------ The data ------

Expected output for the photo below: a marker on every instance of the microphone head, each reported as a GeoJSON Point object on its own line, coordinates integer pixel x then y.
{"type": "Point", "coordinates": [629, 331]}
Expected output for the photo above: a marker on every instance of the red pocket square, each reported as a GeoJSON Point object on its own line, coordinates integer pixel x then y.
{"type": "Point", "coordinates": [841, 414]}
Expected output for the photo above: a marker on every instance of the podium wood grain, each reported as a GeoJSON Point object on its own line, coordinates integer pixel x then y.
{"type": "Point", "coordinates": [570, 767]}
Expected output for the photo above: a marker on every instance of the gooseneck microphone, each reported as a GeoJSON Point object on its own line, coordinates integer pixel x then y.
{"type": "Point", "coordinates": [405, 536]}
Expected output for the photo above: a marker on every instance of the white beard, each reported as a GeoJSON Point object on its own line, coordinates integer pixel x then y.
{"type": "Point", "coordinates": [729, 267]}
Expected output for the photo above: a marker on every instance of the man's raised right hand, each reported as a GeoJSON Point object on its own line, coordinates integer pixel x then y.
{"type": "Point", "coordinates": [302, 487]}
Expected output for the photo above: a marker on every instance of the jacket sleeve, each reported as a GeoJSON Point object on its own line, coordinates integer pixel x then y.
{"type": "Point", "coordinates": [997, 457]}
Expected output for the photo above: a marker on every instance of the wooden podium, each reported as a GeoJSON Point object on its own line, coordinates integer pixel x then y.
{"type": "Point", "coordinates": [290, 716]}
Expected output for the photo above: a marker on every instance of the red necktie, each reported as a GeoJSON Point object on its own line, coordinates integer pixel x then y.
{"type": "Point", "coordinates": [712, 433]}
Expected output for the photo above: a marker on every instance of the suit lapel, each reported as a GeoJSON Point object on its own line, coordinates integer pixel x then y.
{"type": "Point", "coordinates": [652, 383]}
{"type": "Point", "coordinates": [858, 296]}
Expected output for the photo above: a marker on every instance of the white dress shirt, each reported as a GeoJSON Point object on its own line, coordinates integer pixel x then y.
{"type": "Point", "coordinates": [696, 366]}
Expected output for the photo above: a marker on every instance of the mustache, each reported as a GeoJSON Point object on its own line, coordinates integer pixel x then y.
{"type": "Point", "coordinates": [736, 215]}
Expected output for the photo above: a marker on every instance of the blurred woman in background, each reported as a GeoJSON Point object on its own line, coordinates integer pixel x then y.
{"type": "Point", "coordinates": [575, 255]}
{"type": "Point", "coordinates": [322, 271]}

------

Take the listing above and set it down exactly.

Expected output for the photo below: a marker on every instance of the microphone head, each reported as a GeoJSON Point object on its own line, coordinates integer pixel x then y.
{"type": "Point", "coordinates": [629, 331]}
Expected output for the photo above: a marker on every instance of the red pocket square, each reported as a GeoJSON Point object on its own line, coordinates integer pixel x then y.
{"type": "Point", "coordinates": [841, 414]}
Expected output for the photo above: a marker on every instance of the podium wood grain, each reported as a GeoJSON Point object on its own line, coordinates integer pixel x then y.
{"type": "Point", "coordinates": [570, 767]}
Expected output for the photo above: a marker on every instance of the gooseneck microphone, each reported as a GeoJSON Point object on its own line, coordinates integer pixel x then y.
{"type": "Point", "coordinates": [405, 536]}
Expected output for the photo above: a marker on every instance of the white beard, each reported as a GeoJSON Point object on its own line, coordinates integer pixel x then y.
{"type": "Point", "coordinates": [729, 267]}
Expected output for the photo above: a marker on every instance of the man's raised right hand, each reported as a GeoJSON Point object on its own line, coordinates integer pixel x then y.
{"type": "Point", "coordinates": [302, 487]}
Expected output for the photo above: a marker on every instance of the jacket sleeve, each reported as a GeoJSON Point object on its own line, coordinates integer pixel x then y.
{"type": "Point", "coordinates": [997, 457]}
Expected output for the photo above: a marker on every instance of the wooden podium, each reported as a GeoJSON Point object on its own line, coordinates integer pixel x then y.
{"type": "Point", "coordinates": [290, 716]}
Expected output for the photo above: a marker on every instance of the red necktie, each reported as a GeoJSON Point object on its own line, coordinates integer pixel x then y.
{"type": "Point", "coordinates": [712, 433]}
Expected output for the photo above: a marker on every instance of the suit lapel, each reported as a GeoJSON Point object on its own line, coordinates integer pixel x then y.
{"type": "Point", "coordinates": [652, 383]}
{"type": "Point", "coordinates": [858, 296]}
Expected output for the photo above: a marker on every instance of the white dress shirt, each reported as a GeoJSON Point object on its own line, coordinates integer pixel x then y.
{"type": "Point", "coordinates": [696, 366]}
Expected output for the photo above: a marker on every instance of the mustache, each reported as a GeoJSON Point object on its own line, coordinates integer pixel x then y.
{"type": "Point", "coordinates": [736, 215]}
Expected output for the photo above: a marker on every instance of the blurred woman in background, each reported as a GeoJSON Point object on its own line, coordinates integer pixel x then y.
{"type": "Point", "coordinates": [575, 255]}
{"type": "Point", "coordinates": [322, 271]}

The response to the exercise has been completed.